WHAT TO DO:
Retype the rows word for word, from the line that contains "the dry brown" through the end of the rows, with both of those ends included.

Object point labels:
::::::
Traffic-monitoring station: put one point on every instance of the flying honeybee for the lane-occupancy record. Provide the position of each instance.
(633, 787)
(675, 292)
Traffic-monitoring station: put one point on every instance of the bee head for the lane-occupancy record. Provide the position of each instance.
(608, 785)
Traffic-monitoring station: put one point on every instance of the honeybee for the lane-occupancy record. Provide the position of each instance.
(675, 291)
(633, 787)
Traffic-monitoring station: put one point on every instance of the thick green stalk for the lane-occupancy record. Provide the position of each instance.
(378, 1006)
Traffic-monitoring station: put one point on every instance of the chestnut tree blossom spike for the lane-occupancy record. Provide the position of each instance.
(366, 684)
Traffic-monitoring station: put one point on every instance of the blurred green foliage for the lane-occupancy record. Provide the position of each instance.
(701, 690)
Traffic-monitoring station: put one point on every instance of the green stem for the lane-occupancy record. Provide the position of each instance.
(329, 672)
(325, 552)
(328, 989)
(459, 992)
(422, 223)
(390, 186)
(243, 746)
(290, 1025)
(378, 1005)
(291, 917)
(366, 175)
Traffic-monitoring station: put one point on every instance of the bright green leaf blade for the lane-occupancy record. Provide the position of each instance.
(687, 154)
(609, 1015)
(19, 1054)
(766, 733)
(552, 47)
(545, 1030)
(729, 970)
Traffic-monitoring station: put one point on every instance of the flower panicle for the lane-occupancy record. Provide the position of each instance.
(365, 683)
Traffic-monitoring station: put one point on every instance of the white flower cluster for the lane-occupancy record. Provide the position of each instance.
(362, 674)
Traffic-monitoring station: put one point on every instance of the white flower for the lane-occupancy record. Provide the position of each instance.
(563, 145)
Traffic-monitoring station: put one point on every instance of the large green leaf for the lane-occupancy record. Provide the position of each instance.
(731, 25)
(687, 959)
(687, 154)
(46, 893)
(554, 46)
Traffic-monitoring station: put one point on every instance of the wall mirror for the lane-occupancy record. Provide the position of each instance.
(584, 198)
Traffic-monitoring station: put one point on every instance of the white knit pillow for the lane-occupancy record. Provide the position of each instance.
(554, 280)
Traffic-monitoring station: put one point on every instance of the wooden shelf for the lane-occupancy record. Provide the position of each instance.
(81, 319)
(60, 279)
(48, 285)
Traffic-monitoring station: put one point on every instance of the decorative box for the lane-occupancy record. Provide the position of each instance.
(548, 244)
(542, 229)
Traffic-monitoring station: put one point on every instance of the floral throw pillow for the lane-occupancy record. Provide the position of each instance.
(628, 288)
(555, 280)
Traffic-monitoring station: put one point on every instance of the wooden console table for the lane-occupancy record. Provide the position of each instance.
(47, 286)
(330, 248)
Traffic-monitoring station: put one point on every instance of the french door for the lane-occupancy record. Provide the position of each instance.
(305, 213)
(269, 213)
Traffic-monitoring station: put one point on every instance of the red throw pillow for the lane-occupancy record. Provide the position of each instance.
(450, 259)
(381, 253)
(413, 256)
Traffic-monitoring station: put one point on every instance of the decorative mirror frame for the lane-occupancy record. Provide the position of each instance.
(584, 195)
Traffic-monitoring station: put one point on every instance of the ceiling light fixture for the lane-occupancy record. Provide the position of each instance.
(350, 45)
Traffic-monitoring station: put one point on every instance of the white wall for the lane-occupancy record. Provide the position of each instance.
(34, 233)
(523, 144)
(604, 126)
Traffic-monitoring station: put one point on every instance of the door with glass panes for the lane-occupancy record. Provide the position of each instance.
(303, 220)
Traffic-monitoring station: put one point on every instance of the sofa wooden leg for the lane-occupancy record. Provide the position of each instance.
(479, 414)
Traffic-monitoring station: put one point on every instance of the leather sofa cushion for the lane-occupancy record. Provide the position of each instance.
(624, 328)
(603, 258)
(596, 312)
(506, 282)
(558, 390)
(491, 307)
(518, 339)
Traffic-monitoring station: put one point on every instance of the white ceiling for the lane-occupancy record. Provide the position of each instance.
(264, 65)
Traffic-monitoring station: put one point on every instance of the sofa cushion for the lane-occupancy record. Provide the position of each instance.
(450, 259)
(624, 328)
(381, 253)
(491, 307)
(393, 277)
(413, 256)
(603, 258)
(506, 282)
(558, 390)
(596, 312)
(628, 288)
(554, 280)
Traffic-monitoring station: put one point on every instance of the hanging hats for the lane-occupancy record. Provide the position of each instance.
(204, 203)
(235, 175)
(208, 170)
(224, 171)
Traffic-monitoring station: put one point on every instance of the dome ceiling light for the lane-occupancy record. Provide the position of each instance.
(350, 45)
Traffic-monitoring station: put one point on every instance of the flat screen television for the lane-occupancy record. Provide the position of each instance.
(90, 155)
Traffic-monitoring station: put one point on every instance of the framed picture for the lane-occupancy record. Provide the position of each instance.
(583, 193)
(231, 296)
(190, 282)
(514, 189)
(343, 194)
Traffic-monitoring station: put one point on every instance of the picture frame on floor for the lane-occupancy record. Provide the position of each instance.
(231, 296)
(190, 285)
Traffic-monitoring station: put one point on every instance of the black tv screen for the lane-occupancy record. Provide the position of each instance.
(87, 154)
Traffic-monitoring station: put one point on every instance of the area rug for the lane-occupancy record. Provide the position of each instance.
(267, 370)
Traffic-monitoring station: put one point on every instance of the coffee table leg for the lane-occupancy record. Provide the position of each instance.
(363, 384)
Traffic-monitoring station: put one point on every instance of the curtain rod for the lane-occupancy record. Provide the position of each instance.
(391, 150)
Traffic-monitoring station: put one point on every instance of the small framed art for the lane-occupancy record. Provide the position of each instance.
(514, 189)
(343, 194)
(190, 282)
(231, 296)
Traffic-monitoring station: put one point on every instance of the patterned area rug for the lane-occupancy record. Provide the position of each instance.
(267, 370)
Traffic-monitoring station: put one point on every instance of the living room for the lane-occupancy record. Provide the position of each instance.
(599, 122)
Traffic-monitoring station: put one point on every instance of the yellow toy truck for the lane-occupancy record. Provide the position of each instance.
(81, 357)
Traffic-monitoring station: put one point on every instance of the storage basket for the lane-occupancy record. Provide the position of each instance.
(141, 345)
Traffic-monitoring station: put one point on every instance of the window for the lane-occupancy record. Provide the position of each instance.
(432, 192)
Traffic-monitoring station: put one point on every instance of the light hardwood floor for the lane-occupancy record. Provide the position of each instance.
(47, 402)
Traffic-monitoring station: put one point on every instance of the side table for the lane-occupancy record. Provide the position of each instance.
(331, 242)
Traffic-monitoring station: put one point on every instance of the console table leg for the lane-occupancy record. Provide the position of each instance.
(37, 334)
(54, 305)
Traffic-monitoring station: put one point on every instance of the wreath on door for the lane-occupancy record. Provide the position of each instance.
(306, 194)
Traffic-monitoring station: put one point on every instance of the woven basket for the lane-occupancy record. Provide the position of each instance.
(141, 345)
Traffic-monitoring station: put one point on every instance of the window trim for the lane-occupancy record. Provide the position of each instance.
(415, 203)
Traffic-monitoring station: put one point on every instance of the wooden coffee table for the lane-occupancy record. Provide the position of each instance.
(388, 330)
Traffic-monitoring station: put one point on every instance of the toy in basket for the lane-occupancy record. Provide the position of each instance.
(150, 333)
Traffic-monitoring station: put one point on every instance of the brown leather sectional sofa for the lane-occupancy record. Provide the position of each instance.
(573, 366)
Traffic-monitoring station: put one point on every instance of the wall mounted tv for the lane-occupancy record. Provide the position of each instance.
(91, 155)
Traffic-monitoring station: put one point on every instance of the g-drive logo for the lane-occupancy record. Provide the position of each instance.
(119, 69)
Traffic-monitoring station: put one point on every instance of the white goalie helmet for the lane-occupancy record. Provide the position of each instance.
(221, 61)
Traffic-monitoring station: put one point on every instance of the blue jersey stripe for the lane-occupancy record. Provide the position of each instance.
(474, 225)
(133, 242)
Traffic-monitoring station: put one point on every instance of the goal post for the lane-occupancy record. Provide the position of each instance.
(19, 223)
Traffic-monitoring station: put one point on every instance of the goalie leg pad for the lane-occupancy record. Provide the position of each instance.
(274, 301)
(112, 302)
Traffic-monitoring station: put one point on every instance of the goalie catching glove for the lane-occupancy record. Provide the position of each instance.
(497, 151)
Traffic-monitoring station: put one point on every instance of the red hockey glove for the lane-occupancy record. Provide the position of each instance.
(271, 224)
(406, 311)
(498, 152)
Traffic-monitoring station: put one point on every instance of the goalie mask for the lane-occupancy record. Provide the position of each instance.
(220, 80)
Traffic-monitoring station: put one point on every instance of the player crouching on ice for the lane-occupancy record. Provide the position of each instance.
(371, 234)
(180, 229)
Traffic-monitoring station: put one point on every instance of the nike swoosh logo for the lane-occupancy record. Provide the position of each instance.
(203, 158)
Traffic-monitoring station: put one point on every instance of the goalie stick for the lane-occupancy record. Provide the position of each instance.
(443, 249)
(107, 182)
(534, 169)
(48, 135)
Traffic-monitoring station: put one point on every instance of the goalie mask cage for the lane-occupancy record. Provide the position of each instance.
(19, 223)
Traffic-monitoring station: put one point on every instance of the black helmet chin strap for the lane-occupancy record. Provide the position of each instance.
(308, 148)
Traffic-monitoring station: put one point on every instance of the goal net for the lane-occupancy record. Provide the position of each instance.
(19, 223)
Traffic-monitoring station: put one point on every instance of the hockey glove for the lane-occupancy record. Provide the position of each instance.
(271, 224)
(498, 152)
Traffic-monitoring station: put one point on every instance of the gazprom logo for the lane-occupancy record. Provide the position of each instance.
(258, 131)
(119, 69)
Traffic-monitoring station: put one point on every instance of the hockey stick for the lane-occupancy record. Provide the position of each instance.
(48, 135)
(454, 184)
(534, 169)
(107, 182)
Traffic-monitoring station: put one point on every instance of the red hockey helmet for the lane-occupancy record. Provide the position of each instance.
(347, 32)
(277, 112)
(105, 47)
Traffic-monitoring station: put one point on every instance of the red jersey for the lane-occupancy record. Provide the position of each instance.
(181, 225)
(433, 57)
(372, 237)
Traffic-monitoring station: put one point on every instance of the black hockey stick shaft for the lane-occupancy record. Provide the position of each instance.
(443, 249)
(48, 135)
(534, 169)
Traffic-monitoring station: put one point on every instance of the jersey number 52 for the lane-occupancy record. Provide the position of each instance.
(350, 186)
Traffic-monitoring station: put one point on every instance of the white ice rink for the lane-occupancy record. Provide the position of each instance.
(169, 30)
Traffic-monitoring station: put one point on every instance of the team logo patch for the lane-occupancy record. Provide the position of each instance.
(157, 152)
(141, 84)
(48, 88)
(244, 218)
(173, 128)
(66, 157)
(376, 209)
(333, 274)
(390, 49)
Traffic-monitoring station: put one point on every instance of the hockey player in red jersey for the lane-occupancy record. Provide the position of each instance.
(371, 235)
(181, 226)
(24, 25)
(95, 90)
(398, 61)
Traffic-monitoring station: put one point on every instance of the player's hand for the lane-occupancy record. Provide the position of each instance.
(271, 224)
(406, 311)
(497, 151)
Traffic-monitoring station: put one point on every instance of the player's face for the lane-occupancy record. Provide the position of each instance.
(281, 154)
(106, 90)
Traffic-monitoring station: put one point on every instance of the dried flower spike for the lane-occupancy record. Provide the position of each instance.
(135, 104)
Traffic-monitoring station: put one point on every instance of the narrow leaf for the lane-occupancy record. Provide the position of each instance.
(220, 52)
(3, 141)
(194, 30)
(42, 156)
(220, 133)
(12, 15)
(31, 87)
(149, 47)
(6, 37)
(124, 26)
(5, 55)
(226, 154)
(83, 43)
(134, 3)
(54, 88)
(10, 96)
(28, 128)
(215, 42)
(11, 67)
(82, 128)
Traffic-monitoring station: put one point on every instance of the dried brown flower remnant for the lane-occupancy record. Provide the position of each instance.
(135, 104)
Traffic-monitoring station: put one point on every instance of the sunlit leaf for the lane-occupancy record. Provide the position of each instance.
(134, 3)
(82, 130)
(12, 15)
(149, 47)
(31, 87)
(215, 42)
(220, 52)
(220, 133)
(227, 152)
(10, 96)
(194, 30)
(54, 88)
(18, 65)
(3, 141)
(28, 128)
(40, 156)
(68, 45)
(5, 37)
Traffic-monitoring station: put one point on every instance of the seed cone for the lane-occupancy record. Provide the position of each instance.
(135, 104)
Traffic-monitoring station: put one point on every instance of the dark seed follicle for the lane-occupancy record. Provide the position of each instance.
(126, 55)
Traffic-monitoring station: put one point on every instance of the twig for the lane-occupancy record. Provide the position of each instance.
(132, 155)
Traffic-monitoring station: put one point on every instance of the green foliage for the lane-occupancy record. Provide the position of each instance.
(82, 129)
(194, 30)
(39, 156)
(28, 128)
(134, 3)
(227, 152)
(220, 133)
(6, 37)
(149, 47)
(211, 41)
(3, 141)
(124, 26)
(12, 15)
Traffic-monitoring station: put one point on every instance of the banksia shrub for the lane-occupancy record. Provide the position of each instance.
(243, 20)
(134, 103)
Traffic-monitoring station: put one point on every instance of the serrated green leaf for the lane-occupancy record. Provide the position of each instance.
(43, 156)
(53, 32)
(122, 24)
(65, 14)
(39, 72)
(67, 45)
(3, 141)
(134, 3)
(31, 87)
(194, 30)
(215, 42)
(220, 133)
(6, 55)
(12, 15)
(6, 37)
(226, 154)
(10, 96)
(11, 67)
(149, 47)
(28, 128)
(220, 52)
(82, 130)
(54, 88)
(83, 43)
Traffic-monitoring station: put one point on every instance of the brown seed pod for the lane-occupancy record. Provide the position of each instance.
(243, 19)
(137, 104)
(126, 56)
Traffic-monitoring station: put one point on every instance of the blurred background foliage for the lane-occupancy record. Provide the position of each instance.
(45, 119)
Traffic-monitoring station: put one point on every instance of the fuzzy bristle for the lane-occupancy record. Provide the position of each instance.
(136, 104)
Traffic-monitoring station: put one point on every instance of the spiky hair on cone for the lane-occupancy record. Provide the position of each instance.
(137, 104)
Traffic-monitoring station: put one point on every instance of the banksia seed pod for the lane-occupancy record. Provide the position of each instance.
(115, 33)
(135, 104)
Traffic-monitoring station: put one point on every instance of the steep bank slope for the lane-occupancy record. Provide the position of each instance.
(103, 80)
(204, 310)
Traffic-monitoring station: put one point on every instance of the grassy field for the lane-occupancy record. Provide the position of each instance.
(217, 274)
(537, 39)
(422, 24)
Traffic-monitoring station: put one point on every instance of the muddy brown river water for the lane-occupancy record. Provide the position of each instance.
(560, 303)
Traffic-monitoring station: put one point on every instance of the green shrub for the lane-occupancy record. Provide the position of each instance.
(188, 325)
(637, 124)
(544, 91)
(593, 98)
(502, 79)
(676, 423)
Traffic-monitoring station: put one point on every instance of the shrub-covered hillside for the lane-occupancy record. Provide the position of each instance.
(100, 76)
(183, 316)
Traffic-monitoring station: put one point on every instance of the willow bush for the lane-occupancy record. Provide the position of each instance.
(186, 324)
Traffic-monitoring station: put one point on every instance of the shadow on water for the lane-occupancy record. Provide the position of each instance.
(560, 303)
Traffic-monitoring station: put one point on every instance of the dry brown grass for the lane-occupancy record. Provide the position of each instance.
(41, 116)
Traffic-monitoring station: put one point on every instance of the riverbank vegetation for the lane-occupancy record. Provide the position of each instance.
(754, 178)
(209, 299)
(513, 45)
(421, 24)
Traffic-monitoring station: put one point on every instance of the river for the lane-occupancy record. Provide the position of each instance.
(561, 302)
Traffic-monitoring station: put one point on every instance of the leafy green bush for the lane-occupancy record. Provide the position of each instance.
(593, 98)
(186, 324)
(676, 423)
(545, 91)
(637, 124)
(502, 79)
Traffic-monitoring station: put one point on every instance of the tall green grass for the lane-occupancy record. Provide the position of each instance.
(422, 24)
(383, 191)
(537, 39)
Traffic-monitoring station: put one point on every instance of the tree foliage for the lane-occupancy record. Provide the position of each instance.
::::::
RESULT OF THE EXERCISE:
Traffic-monitoring station: put one point on every instance of the dry brown grass for the lane-occupancy record. Provide the position of each instance.
(41, 116)
Traffic-monitoring station: put one point on every instance of the riverbank vegetation for the lane-occupancy record. Provide the position of each instance.
(754, 178)
(209, 299)
(513, 45)
(421, 24)
Traffic-monitoring station: put one point on every instance of the river for the lane-occupancy record. Provide the position of each instance.
(561, 302)
Traffic-monitoring station: put one point on every instance of the leafy green bush for the lane-occupancy record. Provide the position of each instance.
(593, 98)
(186, 324)
(676, 423)
(545, 91)
(637, 124)
(502, 79)
Traffic-monitoring station: put one point on every instance of the tall green grass for the lane-occupancy record. Provide the position of each instance.
(422, 24)
(383, 191)
(537, 39)
Traffic-monitoring station: put one point on every instance of the tree foliage for the lane-occupancy record. Provide the position of each instance.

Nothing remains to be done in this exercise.